PASSAGE TO READ
☆ ☆ ☆ ☆ ☆ ☆ ☆
I spent a couple of hours in the pool before we all agreed I should get out as the contractions were spacing out. I spent some time on the toilet, continuing to have bits of bloody show, and then various positions in the lounge room. On my knees leaning into pillows on the couch, standing upright swaying while leaning on the pool, or with my hands on my hips and vocalising strongly. My TENS machine became a security blanket. The contractions were long and hard, and I was starting to fade. I’d been contracting every 3-4 mins for several hours by this stage, and I was running out of steam. My labour had started so strongly and had felt, although intense, so good and productive, that I’d felt sure I’d be having a baby before sunrise, so as I noticed the sky lightening through the curtains, my own internal flame was faltering. My doula asked if I wanted to get my midwife to head over. I felt like it wasn’t time, but I was also feeling desperate for answers, and so I said yes.
☆ ☆ ☆ ☆ ☆ ☆ ☆
DATA SHOWN

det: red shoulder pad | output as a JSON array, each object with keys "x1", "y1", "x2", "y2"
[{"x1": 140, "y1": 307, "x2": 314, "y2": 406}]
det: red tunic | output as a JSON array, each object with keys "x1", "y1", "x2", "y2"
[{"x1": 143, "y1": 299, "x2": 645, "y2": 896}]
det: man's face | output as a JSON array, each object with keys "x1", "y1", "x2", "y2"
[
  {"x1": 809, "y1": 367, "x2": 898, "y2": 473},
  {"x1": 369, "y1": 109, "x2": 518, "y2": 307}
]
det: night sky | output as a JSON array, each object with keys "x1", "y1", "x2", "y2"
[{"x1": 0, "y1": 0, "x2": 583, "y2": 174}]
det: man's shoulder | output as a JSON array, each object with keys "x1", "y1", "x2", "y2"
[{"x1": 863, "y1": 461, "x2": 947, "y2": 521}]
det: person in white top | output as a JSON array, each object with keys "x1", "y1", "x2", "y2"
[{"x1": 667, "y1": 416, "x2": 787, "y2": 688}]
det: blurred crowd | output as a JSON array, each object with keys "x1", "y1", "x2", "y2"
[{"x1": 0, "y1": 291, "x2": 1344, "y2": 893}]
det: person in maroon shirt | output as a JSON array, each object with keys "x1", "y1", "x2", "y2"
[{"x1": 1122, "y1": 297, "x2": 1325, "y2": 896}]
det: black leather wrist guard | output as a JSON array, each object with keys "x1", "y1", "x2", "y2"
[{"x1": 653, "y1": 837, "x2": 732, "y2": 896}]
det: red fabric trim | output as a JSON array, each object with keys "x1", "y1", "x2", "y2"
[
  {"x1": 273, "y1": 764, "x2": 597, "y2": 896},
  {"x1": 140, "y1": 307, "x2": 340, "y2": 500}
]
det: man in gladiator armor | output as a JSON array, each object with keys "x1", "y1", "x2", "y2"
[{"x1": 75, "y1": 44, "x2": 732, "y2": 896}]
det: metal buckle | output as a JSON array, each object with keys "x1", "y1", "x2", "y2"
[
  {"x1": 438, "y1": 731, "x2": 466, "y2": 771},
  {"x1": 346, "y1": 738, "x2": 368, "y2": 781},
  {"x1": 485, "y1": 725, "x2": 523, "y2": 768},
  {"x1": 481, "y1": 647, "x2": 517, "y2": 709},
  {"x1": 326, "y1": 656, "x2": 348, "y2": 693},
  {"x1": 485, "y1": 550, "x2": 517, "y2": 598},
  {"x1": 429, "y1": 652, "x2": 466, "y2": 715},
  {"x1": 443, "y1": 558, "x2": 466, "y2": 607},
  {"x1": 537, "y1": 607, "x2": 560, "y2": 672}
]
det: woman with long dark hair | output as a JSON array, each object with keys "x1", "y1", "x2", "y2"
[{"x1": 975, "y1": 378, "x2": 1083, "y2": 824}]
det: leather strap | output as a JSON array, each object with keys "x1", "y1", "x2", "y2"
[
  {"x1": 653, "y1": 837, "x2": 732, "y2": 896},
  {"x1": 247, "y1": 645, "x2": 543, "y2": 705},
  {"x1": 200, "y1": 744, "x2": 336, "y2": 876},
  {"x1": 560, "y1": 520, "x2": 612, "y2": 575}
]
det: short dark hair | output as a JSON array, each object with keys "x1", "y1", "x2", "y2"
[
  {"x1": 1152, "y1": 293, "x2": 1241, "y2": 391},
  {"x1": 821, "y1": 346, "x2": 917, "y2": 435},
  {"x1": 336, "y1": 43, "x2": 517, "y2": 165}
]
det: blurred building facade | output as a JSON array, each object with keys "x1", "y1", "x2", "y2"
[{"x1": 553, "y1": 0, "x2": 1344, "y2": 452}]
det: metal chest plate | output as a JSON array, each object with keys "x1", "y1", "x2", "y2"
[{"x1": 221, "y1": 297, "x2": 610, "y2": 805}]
☆ ☆ ☆ ☆ ☆ ☆ ☆
EXERCISE INSTRUCTIONS
**1.** Rewrite the paragraph of the birth account that begins "I spent a couple of hours in the pool" as a short bulleted list, keeping its main facts.
**2.** According to the birth account, how often had the contractions been coming for several hours?
**3.** Continue the birth account from its last sentence.

RESPONSES IN ORDER
**1.**
- After a couple of hours in the pool, everyone agreed I should get out because the contractions were spacing out.
- I spent time on the toilet, still having bits of bloody show, then tried various positions in the lounge room: kneeling against pillows on the couch, standing and swaying while leaning on the pool, and standing with hands on hips while vocalising strongly.
- My TENS machine became a security blanket.
- The contractions were long and hard. I had been contracting every 3-4 minutes for several hours and was running out of steam.
- I had felt sure I'd have the baby before sunrise, so seeing the sky lighten made my resolve falter.
- My doula asked whether to call the midwife over. I didn't feel it was time, but I wanted answers, so I said yes.

**2.** Every 3-4 minutes.

**3.**
My midwife arrived around 7am, and the sound of her keys jangling in her hand as she walked up to the front door made my heart swell with relief. She was here now, she would have the answers for me, she would fix this. She’d figure this out. She sat quietly next to me, spoke to me gently and watched me for a little while. She asked if it would be okay to do a vaginal exam and see what the body was doing. I consented - I wasn’t so concerned about how dilated my cervix was, but I wondered if a vaginal exam would give us any information about why I was stagnating.


The first thing she said was that I was a good 7cms dilated, but that she had no idea how I’d managed that as baby’s head was nowhere near the cervix. She could only just touch the head and not even enough to tell position (although was palpating baby at ROA). She’d kept her hand still while I had a contraction and informed me that I had a huge bag of waters that was going rock solid when I contracted, and it was possibly why baby wasn’t able to descend. She also noticed that bub was sitting quite anterior and pushing against the top of my pelvic bone during a contraction, which explained the tight band of pain I’d been experiencing that I had instinctively felt was not a productive part of the contraction.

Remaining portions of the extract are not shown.